### WRITTEN EXERCISE 1
Please rewrite the paragraph of the tax case summary that begins "The Second Circuit reversed and remanded" in shorter form, keeping its main facts.
— START OF EXTRACTED TEXT —
In 2004, the Federal District Court in Connecticut found that the banks were valid partners and rejected each of these arguments. In particular, the court found that the transaction had both a non-tax economic effect (since the Dutch partners had a direct stake in the partnership's fortunes and participated in economic upside) as well as a non-tax business purpose (including GE's need to raise capital).
The Second Circuit reversed and remanded the District Court's ruling for the first time in 2006. The Second Circuit considered the transaction a sham and held that the Dutch banks were not partners under common law partnership tax principles. The Second Circuit, however, remanded the case to the District Court for consideration in the first instance of the taxpayer's argument that the banks qualified as partners under Section 704(e)(1).
In 2009, on remand, the IRS argued to the District Court that the Second Circuit's holding that the banks' interest was not a bona fide equity participation precluded the court from finding, on the same factual record, that the banks qualified as partners. The District Court rejected this argument and found that the banks met the requirements of the "family partnership" rules4 in Section 704(e)(1) because (i) they, as opposed to some other entity, truly owned their interest in Castle Harbour; (ii) their interest was a capital interest; and (iii) capital, in the form of aircraft, was a material income-producing factor for Castle Harbour. Lastly, the District Court also concluded that, even if its ruling that the banks qualified as partners under Section 704(e) was ultimately overturned, the government could not impose a penalty pursuant to Section 6662(d) on the taxpayer for substantial understatement of income or negligent underpayment of tax in the years 1997 and 1998, because "substantial authority" supported the treatment of the banks' interest as equity for tax purposes.
In reversing the District Court again in January of this year, the Second Circuit held that the Dutch banks were not partners under Section 704(e)(1) and that a substantial understatement penalty could be imposed. The Second Circuit found that the banks' interest was not a capital interest under Section 704(e) (1). The court concluded that holding a debt, the nature of the banks' interest, does not result in ownership of a capital interest in a partnership to qualify that person as a partner under Section 704(e) (1). Thus, the Second Circuit rejected the District Court's finding that Section 704(e) (1) changed the law to allow debt to be considered a partnership interest after the Supreme Court's decision in Commissioner v. Culbertson. The Second Circuit also disagreed with the District Court that there was substantial authority for treatment of the banks as partners, finding that no substantial authority was provided for the tax treatment and that the IRS properly assessed a penalty for substantial understatement of income.
IRS RELEASES FIELD ATTORNEY ADVICE DISALLOWING BENEFITS OF A DIVIDENDS- RECEIVED DEDUCTION TRANSACTION
In our last issue of Tax Talk, we highlighted a Chief Counsel Advice Memorandum in which the IRS argued that cumulative preferred stock was Section 1504(a)(4) preferred stock because a payment of unpaid accumulated dividends upon redemption at maturity was not an "unreasonable redemption premium."5 On March 23, 2012, the IRS released a second ruling in a short period of time that attacks a dividends-received deduction transaction; Field Attorney Advice 20121201F denies the dividends-received deduction on the grounds that the taxpayer had diminished its risk of loss.
— END OF EXTRACTED TEXT —
— START OF AVAILABLE DATA —
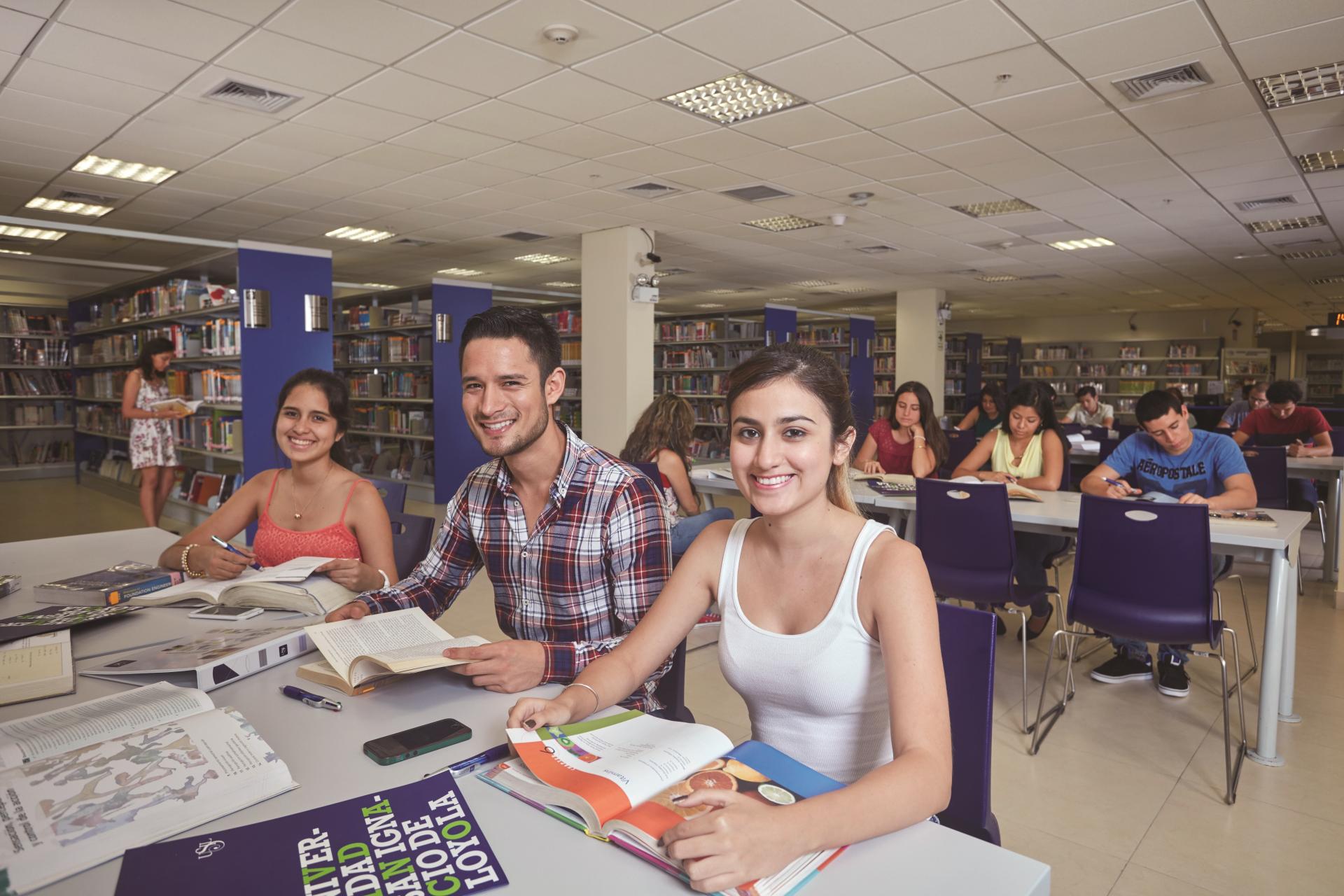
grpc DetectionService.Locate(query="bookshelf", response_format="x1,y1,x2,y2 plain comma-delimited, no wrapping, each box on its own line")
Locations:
0,305,74,479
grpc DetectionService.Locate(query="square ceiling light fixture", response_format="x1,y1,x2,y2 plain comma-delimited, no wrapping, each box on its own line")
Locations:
663,73,804,125
327,227,396,243
70,156,177,184
742,215,821,234
1255,62,1344,108
951,199,1040,218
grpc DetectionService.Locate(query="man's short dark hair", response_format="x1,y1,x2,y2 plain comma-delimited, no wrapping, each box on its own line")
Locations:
1265,380,1302,405
457,305,561,380
1134,390,1184,426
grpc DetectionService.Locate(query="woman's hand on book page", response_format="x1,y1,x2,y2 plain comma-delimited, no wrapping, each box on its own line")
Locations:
663,790,806,893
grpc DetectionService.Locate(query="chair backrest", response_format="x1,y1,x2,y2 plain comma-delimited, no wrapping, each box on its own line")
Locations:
916,479,1017,603
1242,444,1287,510
387,513,434,582
938,603,1000,846
1066,494,1222,643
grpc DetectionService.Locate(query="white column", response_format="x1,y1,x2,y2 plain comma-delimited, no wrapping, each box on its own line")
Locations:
580,227,654,454
895,289,946,416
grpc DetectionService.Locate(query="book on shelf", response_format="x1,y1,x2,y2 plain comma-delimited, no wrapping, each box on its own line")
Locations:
124,557,355,615
308,607,489,693
115,775,508,896
32,560,183,607
477,710,843,896
0,684,298,893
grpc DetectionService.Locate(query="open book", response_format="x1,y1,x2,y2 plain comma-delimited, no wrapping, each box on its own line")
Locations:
479,710,841,896
0,684,297,893
305,607,489,694
132,557,355,615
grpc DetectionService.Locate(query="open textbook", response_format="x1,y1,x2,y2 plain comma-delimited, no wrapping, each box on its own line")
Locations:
305,607,489,693
132,557,355,615
0,684,297,893
477,710,841,896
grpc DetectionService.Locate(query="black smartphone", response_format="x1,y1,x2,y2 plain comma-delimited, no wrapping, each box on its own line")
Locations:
364,719,472,766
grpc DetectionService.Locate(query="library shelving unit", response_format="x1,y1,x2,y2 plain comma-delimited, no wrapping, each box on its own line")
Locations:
0,305,76,479
69,241,332,524
1023,337,1223,416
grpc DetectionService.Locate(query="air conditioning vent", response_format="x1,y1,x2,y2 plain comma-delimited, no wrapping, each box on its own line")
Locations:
204,80,300,114
720,184,793,203
1236,196,1297,211
1110,62,1214,101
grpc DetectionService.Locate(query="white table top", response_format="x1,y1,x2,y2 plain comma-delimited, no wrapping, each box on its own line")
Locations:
0,529,1050,896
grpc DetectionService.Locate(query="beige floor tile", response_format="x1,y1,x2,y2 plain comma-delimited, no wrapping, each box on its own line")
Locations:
1132,782,1344,896
995,811,1125,896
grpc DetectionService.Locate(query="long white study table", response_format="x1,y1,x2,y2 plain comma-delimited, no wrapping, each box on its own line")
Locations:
0,529,1050,896
691,467,1306,766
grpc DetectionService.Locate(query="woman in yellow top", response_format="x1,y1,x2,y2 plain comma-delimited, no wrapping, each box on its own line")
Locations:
953,383,1068,640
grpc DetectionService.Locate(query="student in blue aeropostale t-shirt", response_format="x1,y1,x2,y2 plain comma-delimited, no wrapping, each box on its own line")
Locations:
1078,390,1255,697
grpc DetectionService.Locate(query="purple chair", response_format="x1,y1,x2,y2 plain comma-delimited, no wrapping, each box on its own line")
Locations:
1031,494,1246,805
916,479,1056,734
938,603,1001,846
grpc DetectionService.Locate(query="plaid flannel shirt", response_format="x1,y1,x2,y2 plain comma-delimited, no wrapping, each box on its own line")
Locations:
359,427,672,712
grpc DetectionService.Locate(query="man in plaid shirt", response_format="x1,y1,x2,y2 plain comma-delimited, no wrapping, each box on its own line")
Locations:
327,307,671,710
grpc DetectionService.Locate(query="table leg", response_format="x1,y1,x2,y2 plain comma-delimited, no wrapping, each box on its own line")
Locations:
1246,550,1297,766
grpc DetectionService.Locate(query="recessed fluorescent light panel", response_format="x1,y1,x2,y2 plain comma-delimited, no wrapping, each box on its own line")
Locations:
24,196,111,218
663,73,802,125
1051,237,1116,253
327,227,396,243
70,156,177,184
1255,62,1344,108
951,199,1040,218
742,215,821,234
0,224,66,241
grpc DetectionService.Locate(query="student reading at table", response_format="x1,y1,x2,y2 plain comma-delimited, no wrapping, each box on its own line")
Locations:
327,307,676,710
853,380,948,479
951,383,1068,640
159,368,396,591
508,342,951,892
1079,390,1255,697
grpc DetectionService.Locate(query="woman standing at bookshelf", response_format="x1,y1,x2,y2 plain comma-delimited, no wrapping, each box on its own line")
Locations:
121,337,183,526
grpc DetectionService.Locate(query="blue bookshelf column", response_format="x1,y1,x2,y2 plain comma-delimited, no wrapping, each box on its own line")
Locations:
431,279,492,504
238,241,332,477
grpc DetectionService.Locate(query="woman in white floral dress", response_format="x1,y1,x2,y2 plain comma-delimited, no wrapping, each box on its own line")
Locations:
121,337,189,526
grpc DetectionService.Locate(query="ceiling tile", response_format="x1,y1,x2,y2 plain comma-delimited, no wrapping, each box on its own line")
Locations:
666,0,844,69
216,31,378,92
29,22,197,91
501,70,647,121
574,35,734,99
396,31,558,97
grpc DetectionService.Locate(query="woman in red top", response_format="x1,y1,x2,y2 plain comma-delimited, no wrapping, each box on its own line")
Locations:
853,380,948,479
159,368,398,591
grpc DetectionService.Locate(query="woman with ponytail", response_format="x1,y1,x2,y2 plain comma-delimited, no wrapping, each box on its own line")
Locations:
159,368,398,591
508,342,951,892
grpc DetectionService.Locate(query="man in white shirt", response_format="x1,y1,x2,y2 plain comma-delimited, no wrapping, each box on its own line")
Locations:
1065,386,1116,430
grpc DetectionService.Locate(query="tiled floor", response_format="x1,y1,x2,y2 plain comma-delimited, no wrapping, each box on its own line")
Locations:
13,481,1344,896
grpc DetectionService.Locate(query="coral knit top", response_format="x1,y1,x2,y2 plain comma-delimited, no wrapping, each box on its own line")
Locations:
253,470,364,567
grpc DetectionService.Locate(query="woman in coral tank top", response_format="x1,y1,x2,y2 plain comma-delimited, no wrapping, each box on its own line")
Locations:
159,368,398,591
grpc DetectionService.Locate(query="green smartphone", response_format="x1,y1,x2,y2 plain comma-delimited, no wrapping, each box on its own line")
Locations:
364,719,472,766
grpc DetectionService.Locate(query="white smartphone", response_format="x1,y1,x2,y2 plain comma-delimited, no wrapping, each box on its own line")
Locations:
187,606,263,622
— END OF AVAILABLE DATA —
### WRITTEN EXERCISE 2
Render the lines of the entries as a Markdown table with the columns Row and Entry line. Begin at the line that has "in blue aeropostale" and stop after the line that has "938,603,1001,846".

### FULL SOLUTION 1
In 2006, the Second Circuit first reversed and remanded the District Court's ruling. It deemed the transaction a sham and held that the Dutch banks were not partners under common law partnership tax principles. It sent the case back so the District Court could consider, in the first instance, the taxpayer's argument that the banks qualified as partners under Section 704(e)(1).

### FULL SOLUTION 2
| Row | Entry line |
|---|---|
| 1 | grpc DetectionService.Locate(query="student in blue aeropostale t-shirt", response_format="x1,y1,x2,y2 plain comma-delimited, no wrapping, each box on its own line") |
| 2 | Locations: |
| 3 | 1078,390,1255,697 |
| 4 | grpc DetectionService.Locate(query="purple chair", response_format="x1,y1,x2,y2 plain comma-delimited, no wrapping, each box on its own line") |
| 5 | Locations: |
| 6 | 1031,494,1246,805 |
| 7 | 916,479,1056,734 |
| 8 | 938,603,1001,846 |